__Work instructions__
In the reflection on David Letterman's final show, how did the writer learn that the final show was airing that night?

A few thoughts on David Letterman’s final show

Last night was the end of an era, David Letterman’s final Late Show.

Late Night with David Letterman premiered on NBC when I was 9 years old. I remember quietly staying up well past my bedtime on many school nights in the 1980s to catch Letterman’s crazy antics. It turns out I had a penchant for absurdist humor of a kind that I may never have known existed until I saw David Letterman. Growing up in a rather socially conservative small town in the midwest, Letterman was one of a few key figures in opening my growing mind to the possibilities in a larger world. That sounds a bit overblown, but really, it isn’t. Letterman’s show on CBS has become such an institution over two decades — something that I’ve taken for granted, really, and not watched much in years — that it’s easy for me to forget just how huge David Letterman was to me in my formative years.

All of that came into sharp relief for me last night as I just barely managed to catch Dave’s final show. I knew he was retiring, and I had been reading enough about him lately to know that his final show was coming up sometime soon, but I didn’t know it was going to be last night until about 20 minutes before the show came on the air.

I found out about it because my college jazz band director mentioned it on Facebook.

I was lying in bed a little after 10 PM, idly checking Facebook on my iPhone, intending to set the phone down and settle into a crossword puzzle before going to sleep. Seeing that Letterman’s finale was imminent, however, I quickly changed my plans and turned on the TV. This was probably only the third time our bedroom TV has been turned on since we moved into the house last November.

__Supplied data__
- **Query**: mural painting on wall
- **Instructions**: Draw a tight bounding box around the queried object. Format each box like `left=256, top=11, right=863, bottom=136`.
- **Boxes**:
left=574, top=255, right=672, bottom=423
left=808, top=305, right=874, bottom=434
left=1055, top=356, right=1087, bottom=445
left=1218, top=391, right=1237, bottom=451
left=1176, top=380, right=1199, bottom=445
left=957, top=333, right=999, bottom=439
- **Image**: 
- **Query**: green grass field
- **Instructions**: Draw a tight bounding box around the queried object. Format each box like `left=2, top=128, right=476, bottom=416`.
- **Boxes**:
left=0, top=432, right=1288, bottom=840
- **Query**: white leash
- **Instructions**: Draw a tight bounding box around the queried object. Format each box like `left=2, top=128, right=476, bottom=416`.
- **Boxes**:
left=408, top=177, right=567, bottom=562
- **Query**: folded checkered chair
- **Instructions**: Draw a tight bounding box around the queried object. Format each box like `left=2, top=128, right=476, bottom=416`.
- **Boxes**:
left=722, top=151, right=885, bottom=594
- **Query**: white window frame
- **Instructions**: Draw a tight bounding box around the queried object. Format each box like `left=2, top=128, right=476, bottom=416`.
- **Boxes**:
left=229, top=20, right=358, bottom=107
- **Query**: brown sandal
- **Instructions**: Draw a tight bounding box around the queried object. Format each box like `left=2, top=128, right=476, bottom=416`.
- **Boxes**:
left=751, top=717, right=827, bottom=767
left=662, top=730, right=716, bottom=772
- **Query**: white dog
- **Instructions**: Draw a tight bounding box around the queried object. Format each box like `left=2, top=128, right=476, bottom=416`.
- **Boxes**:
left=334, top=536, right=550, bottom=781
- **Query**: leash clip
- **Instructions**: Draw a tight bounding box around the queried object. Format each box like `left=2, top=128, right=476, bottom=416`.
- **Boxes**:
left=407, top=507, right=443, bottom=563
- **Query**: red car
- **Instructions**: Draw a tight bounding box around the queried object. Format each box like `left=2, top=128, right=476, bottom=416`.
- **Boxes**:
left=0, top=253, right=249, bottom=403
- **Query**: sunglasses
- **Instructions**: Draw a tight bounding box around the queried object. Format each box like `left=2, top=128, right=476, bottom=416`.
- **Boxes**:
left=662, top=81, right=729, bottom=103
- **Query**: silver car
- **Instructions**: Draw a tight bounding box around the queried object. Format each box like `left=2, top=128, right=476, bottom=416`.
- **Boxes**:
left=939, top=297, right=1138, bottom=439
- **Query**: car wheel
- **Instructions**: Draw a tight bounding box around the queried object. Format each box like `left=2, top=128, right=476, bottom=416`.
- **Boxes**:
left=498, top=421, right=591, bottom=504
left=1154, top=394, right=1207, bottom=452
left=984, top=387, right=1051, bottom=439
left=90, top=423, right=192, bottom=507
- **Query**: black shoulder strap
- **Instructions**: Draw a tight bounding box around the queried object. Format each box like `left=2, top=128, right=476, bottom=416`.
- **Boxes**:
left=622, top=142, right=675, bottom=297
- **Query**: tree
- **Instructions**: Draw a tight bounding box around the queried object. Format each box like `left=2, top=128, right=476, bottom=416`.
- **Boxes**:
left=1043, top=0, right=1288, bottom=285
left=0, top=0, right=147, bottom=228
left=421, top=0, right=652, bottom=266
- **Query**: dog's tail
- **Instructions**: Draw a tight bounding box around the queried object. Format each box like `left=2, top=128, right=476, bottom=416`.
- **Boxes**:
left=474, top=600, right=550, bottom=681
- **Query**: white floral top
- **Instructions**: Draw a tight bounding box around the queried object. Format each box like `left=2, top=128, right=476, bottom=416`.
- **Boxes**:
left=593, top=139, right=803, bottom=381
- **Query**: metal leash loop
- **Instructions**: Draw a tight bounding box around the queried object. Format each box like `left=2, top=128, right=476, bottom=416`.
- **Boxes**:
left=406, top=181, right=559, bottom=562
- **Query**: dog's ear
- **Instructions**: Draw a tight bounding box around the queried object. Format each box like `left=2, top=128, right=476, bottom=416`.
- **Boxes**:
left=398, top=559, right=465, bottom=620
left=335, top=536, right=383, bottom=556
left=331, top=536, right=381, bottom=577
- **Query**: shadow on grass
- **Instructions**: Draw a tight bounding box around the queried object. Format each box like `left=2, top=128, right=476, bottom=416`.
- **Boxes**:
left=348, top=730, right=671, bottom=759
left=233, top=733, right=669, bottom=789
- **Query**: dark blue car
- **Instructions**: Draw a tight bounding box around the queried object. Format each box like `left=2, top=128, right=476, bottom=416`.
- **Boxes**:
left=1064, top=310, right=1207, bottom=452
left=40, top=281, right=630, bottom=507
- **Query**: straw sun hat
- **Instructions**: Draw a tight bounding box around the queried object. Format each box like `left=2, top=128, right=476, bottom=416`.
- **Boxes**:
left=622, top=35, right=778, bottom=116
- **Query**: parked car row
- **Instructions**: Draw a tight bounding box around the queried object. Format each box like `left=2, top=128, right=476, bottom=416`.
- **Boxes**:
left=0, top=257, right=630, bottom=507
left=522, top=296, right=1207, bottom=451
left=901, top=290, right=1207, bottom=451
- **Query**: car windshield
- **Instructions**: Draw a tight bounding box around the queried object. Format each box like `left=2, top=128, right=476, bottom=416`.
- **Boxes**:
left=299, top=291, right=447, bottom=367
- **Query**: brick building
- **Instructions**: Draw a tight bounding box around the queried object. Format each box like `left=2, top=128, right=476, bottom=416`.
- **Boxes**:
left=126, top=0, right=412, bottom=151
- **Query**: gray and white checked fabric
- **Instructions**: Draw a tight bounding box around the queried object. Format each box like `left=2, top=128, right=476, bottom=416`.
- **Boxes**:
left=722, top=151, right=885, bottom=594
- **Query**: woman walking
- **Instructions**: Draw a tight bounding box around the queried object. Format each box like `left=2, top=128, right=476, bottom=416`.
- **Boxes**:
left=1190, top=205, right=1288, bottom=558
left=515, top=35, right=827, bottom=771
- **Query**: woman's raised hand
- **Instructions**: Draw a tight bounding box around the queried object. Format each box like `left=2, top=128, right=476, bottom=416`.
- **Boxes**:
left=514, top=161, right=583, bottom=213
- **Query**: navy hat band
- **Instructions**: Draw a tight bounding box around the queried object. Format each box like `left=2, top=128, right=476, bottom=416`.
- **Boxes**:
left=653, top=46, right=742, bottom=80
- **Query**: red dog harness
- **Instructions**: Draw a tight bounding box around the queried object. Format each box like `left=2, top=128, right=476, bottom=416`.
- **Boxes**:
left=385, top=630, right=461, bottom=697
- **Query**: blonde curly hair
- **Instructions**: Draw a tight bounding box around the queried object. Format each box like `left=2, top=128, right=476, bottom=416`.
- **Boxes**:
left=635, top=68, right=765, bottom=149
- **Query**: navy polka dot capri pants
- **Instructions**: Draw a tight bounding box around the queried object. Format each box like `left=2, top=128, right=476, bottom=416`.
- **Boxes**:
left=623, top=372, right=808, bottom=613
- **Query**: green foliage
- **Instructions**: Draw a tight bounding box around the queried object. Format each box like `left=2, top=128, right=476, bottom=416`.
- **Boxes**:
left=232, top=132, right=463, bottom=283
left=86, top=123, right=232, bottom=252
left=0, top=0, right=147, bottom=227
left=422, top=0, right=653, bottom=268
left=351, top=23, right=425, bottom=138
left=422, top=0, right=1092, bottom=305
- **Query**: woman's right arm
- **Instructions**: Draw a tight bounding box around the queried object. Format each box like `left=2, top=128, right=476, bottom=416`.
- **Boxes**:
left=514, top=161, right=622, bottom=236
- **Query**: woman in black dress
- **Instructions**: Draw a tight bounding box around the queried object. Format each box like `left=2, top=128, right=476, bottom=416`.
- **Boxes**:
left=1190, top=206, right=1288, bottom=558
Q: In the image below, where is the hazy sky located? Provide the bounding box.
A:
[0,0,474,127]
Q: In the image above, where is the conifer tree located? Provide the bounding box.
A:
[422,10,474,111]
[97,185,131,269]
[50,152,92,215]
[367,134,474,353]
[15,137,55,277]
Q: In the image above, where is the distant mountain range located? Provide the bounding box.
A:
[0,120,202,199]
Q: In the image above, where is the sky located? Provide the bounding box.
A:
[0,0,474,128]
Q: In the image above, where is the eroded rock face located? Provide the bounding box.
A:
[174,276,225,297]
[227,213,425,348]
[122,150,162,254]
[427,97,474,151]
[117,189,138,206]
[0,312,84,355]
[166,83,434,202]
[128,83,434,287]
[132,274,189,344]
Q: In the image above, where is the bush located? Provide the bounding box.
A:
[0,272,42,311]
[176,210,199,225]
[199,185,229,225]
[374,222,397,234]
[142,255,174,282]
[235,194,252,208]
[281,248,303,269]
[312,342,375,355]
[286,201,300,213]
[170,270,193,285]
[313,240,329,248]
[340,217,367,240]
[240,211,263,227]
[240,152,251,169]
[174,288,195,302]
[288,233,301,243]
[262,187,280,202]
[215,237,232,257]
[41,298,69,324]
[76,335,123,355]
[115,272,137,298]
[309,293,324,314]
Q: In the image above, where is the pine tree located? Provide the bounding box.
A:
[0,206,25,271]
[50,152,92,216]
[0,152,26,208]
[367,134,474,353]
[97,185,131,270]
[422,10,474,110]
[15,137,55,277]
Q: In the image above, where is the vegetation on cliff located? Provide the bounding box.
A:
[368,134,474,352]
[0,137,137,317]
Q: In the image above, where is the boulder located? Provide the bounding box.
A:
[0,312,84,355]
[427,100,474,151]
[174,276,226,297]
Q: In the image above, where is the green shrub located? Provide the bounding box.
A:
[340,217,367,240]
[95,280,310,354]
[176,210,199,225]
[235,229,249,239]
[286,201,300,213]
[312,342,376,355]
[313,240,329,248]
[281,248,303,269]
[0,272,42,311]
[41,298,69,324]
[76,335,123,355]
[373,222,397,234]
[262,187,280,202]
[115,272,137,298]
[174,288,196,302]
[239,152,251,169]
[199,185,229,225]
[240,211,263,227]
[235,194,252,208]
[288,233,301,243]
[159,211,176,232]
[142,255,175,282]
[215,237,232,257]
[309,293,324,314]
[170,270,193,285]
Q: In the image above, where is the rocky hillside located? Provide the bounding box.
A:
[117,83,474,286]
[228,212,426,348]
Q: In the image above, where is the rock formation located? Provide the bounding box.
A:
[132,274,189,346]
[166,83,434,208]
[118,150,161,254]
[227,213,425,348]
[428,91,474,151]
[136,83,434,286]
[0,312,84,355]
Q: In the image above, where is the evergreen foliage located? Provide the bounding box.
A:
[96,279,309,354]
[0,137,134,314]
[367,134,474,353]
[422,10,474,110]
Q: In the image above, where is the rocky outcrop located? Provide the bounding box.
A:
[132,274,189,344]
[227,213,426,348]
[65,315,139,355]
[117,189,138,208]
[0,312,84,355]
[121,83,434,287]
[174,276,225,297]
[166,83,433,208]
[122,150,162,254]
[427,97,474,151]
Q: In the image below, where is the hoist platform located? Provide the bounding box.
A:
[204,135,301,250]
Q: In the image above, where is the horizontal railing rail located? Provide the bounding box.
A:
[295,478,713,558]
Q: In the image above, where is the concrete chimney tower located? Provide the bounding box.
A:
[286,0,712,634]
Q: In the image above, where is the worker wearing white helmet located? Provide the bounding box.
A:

__The result__
The writer's college jazz band director mentioned it on Facebook.